- Provided data:
--- --- ---
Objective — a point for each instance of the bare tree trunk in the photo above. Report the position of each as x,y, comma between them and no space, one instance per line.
--- --- ---
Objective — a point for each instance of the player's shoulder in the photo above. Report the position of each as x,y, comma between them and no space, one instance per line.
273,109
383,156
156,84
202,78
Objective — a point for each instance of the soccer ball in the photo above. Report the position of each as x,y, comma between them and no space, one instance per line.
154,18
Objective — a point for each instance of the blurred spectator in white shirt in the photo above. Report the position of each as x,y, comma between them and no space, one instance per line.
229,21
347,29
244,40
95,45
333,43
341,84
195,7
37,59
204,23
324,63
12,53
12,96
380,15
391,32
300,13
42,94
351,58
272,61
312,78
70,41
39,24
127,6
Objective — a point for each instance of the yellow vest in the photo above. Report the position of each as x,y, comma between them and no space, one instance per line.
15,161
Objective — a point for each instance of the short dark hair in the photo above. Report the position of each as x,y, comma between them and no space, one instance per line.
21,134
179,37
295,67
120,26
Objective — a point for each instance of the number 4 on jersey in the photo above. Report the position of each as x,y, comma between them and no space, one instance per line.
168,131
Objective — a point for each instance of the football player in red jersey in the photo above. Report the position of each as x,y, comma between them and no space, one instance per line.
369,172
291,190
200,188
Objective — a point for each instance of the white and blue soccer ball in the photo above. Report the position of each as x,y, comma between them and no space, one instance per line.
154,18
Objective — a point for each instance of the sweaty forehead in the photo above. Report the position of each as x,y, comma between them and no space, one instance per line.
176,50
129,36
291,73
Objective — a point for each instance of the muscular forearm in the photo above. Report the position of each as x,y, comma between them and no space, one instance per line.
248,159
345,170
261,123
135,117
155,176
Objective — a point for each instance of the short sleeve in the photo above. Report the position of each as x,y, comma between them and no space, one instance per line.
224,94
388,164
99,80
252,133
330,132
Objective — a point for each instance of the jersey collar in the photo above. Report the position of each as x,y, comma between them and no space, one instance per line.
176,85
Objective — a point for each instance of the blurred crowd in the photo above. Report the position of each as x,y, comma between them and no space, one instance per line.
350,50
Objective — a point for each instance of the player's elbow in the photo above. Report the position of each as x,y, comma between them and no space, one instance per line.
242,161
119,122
--- --- ---
- Given instruction:
Please find every line in the items above that contains the word "short" and copy each one out. Case counts.

- Solution for this task:
Objective — a point for each instance of the short dark hair in the photo above. Report the position of each as x,y, comma between them and no space, one instance per line.
Objective — a point for each instance of the short sleeve in the photo above. Report the position of each as x,y, comma between them and no space, one instance per line.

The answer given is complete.